> [AIM] Please output every line of the material as it stands, without the pictures.

> [EXTRACTED INFORMATION]

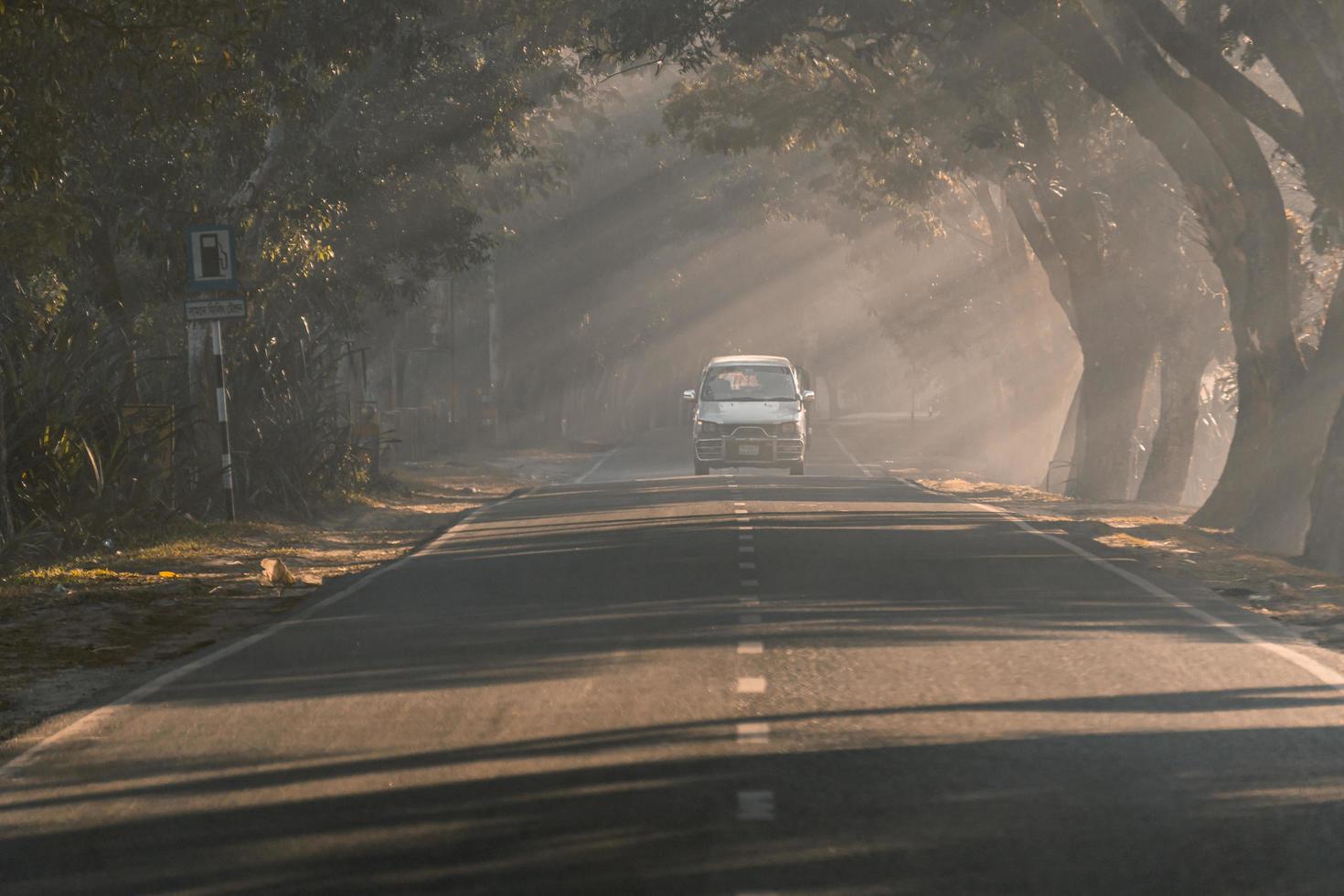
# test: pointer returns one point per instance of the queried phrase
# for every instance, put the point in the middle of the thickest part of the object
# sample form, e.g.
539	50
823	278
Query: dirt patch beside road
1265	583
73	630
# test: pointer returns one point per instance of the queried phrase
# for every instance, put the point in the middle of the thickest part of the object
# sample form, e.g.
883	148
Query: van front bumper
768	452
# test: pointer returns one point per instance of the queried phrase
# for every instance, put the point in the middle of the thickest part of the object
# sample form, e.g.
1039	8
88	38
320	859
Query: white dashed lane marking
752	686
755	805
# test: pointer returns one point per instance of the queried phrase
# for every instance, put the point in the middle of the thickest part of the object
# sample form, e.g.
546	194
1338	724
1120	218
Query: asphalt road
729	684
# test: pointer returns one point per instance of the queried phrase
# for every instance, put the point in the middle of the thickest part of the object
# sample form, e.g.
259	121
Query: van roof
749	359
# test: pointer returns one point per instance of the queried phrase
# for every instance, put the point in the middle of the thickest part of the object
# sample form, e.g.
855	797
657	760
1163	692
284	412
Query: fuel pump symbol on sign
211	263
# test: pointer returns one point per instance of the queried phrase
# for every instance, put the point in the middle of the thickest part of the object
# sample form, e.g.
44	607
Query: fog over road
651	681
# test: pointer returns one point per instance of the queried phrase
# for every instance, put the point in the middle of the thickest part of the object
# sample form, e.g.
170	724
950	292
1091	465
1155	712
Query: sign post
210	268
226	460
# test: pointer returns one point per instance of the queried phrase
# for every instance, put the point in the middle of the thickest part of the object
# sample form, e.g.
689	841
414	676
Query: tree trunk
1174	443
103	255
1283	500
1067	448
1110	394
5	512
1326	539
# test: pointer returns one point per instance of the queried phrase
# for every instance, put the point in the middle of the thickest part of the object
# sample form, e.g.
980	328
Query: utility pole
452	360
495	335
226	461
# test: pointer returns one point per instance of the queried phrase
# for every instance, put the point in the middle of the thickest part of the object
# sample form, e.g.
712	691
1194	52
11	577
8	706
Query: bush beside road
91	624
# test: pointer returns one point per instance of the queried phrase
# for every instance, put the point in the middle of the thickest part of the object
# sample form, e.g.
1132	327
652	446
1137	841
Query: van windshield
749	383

> [THE SOLUTION]
# test: pointer returns one point per instance of the queried phrase
# for every instance, put the point in the middle of the thickest part of the object
# sample form, e.g.
539	50
823	278
Query: dirt patch beside road
1265	583
73	630
# test: pointer returns one point per instance of the queried phrase
# for every instance, put the point in the middle of the thickest part of the object
# sample form, e.g.
883	148
Query: van front bumper
768	452
# test: pointer returns one point per instance of the queried phrase
# for every instance, put the point in the middle of the thickest part of the object
# sample form, e.g.
1039	8
88	38
320	859
Query: white dashed lane marking
752	686
755	805
# test: pointer returns one point per instance of the queried phrase
# for every instance, put the point in the middle of the thickest part of the object
# sample form, e.g.
546	194
1338	724
1120	218
Query: asphalt road
729	684
# test: pointer returns one point per instance of the queried phrase
# for every instance, put the point in the middle of the thickest part of the object
# sample form, e.g.
259	121
Query: van roof
749	359
# test: pointer returns one point per instance of the queried phrase
# for every instance, put the point in the middle of the thickest part of the object
# sample form, e.g.
855	797
657	760
1163	692
284	412
Query: fuel pump symbol on sign
211	263
# test: pointer returns one point per instance of the queried phrase
# for every instance, put the point in the middle of the thickest part of the object
# sample form, e.g.
44	607
Query: fog over road
651	681
# test: pointer returns one point per instance of the queried phrase
# for every instance, put the point in the middle of the thickest part of the object
# sample form, e.g.
170	724
950	292
1091	465
1155	712
Query: sign post
210	268
226	460
# test: pointer returns one point per instance of the queried phrase
# for every instance, put the point in the middle of the thickest part of the object
# sample form, e.g.
689	841
414	676
Query: tree trunk
1174	443
103	255
1283	500
1067	448
1110	394
5	512
1326	539
# test: pointer returns one point per instance of the queried phrase
# for every instance, put the point in the middle of the thickest part of the object
# sample form, e.g.
980	328
Query: utility pole
452	360
495	335
226	461
# test: pointer returns one point per instance of the queried phrase
# for every instance, put the point in the middle of the thickest part of the object
# sample form, e.g.
712	691
1194	52
11	577
8	706
Query: bush beside road
91	624
# test: pointer returns one point per instance of the queried phrase
# for every instance, put the point in the middle of the thickest part of the object
# sample form, e.g.
1132	327
652	446
1137	841
Query: van windshield
749	383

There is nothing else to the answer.